*Given exercise A:*
In the text on the meaning of "reach out," how does the reply that calls the dictionary definition too narrow define the phrase more broadly?
*Given exercise B:*
Please continue the text on the meaning of "reach out," starting after its last sentence.

═══ Text shown

Meaning of "reach out to somebody"

The dictionary explains this as:

To show somebody that you are interested in them and/or want to help them

The explanation indicates the subject of the sentence is the one that offers help, but I think this one is also correct:

I'll try it first, and if I can't handle it, I'll reach out to you for help.

I am confused about who offers help because I saw my native speaker colleague write this in an email:

Thanks for reaching out to me.

Is this a "thanks" for helping or being asked to help?


The definition shown in your dictionary is unnecessarily narrow, which has led to your confusion. More broadly, "to reach out" means to initiate contact with someone, with the usual implication that the contact is helpful or beneficial.

For that reason, either the helper or the person requesting help can be said to "reach out" to the other. The only stipulation is that the subject of "reach out" is the one who initiates the relationship. If you ask someone for help, then it is correct to say that you reached out for help from them; but if they offered help without you asking, then they reached out to help you.

(Note also this difference: you reached out for help, they reached out to help.)


“Reach out” is just so much mindless business twaddle. There are lots of web pages excoriating its promulgators.

For example, John Smurf’s MBA Jargon Watch defines it as follows:

reach out (v.)

To call or email. For this one, we can blame those old AT&T ads that encouraged folks to "reach out and touch someone." Obviously, you can't actually reach out and TOUCH anyone due to your company's stringent sexual-harrassent policy. But you can "reach out" (but, again, no touching) to a co-worker for information, support, or to start one of those crucial conversations. But keep any interaction to a phone call or email just to be on the safe side.

And here, from the Ridiculous Business Jargon Dictionary:

Reach out [v.]

To contact. A dramatic way of saying a very mundane thing."I'll have my people reach out sometime next week."

══════
═══ Supplied records

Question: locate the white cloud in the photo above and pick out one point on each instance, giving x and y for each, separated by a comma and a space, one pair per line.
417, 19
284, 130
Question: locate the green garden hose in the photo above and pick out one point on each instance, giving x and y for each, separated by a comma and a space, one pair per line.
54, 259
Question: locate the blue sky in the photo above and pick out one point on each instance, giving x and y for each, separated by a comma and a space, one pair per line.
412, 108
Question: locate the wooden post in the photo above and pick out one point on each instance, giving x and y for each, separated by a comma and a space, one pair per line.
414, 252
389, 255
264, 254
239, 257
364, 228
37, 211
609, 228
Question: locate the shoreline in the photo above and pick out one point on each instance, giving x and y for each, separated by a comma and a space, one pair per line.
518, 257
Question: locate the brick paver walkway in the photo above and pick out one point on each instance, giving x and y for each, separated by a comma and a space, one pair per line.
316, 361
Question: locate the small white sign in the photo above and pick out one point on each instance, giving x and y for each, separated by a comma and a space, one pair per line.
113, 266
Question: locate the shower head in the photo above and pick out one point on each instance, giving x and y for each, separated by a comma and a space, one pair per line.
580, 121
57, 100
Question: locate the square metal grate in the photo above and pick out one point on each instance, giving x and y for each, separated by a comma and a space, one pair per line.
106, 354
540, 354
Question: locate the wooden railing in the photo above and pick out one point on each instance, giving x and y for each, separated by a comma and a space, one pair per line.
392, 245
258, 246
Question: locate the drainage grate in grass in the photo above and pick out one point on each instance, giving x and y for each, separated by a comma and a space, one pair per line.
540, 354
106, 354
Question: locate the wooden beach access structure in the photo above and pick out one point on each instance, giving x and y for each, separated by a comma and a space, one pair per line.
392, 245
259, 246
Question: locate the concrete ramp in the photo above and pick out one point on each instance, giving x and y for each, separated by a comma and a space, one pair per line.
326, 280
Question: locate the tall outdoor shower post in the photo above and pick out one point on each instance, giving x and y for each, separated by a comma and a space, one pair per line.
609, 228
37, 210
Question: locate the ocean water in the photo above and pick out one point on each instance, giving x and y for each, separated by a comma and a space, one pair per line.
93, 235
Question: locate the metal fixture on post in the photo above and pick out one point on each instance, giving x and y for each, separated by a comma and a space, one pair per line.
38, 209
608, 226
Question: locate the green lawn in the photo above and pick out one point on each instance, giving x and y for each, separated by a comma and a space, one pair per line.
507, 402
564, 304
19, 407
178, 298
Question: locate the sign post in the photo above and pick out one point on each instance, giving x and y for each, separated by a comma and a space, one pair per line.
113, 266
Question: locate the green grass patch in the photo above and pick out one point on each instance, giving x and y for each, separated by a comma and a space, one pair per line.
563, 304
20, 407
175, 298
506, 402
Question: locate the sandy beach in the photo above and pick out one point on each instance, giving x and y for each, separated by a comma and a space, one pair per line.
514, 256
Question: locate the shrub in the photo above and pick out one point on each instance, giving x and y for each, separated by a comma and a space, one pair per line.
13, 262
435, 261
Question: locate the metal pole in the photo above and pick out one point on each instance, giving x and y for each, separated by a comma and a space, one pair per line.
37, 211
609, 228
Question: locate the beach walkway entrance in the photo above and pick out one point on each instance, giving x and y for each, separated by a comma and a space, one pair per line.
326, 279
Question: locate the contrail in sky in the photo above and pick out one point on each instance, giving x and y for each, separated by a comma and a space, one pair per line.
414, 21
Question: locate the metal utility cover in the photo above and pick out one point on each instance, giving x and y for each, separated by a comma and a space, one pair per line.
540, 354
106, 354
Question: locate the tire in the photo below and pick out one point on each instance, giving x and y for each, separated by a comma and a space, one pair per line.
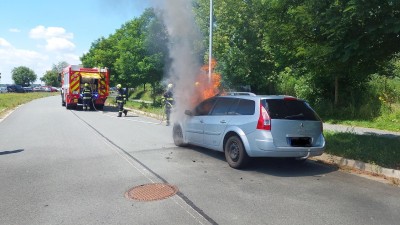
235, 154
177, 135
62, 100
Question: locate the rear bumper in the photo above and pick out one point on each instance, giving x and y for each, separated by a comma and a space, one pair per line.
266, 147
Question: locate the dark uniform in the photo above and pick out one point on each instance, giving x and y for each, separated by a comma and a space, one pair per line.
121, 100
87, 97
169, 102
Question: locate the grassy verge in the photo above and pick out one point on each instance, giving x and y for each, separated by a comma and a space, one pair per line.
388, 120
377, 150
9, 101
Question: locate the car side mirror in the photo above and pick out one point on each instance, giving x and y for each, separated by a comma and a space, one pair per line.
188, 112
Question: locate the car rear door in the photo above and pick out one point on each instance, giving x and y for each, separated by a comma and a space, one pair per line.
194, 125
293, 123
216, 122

══════
═══ Supplied records

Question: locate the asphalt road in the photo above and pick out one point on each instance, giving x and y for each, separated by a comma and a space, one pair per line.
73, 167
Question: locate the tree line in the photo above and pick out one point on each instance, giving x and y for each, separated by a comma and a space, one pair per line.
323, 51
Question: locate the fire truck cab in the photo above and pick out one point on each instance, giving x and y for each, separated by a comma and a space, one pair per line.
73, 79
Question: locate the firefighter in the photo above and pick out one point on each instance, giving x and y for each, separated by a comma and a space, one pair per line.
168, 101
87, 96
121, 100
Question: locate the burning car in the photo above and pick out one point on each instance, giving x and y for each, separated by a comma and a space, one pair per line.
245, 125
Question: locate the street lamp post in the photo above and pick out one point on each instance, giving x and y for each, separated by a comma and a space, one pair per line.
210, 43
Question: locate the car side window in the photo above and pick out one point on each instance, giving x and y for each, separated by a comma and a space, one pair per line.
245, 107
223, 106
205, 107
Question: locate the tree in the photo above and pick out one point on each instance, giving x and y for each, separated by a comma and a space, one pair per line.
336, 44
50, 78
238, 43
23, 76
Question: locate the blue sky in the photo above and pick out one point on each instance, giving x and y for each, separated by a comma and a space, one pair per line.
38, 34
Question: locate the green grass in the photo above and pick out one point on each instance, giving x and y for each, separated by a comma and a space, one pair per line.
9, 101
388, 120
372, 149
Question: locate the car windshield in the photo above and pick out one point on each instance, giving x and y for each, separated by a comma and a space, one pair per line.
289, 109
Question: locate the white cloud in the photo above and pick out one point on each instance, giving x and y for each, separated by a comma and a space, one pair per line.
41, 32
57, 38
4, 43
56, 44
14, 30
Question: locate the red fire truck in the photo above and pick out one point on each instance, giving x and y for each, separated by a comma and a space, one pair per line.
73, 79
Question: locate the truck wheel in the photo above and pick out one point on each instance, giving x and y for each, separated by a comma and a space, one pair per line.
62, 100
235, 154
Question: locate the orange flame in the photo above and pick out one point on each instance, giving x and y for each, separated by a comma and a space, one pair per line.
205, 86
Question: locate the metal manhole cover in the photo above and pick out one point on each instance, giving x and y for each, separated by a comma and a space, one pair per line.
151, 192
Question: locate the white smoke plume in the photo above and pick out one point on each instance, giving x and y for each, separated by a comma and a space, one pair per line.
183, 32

══════

*Exercise answer A:*
To initiate contact with someone, usually implying that the contact is helpful or beneficial.

*Exercise answer B:*
And here from Forbes Magazine no less, in their now very famous and frequently cited page of Most Annoying Business Jargon or via this link of the most annoying, pretentious, and useless business jargon, where reaching out made it to position #7 in their 32-bracket run-off:

The next time you feel the need to reach out, shift a paradigm, leverage a best practice or join a tiger team, by all means do it. Just don’t say you’re doing it, because all that meaningless business jargon makes you sound like a complete moron.

And here from the Daily Muse’s Business Buzzwords to Banish from Your Vocabulary:

Reach Out

“Let’s reach out to someone in accounting to get those numbers.”

“If you want to follow up, feel free to reach out to me by phone.”

“Reach out” is one of the best examples of how corporate jargon makes things unnecessarily complicated. The English language already has lots of useful words related to communication. “Reach out to me by phone?” Seriously? How about just “call me?” In an age when most people are overwhelmed by crowded email inboxes, it’s best to be brief and clear. Never use “reach out” when “email” or “contact” will do just fine.

Whereas Forbes Magazine put the phrase at position ⁷⁄₃₂, at Lackuna.com’s site for Tech and Language News, “reaching out” made it to the #2 slot in their article on Business Language — is it all just mumbo jumbo?. In fact, only “blue-sky thinking” outranks it:

#2 – Reaching Out

This one seems to be popular with American workers. Given today’s global economy, with businesses doing more and more international trade, you’re probably no stranger to receiving speculative emails saying something along the lines of: “Hi there! I’m reaching out to you in the hope that….”

They want to say they are getting in touch. You think they want to touch you, literally. It’s ok…really…

Why they can’t just say “I am contacting you because?”. There’s no need to use such ridiculously emotive language, especially if you’re emailing me for the first time and that we’ve never met before. It won’t make me like you any more, so stop it.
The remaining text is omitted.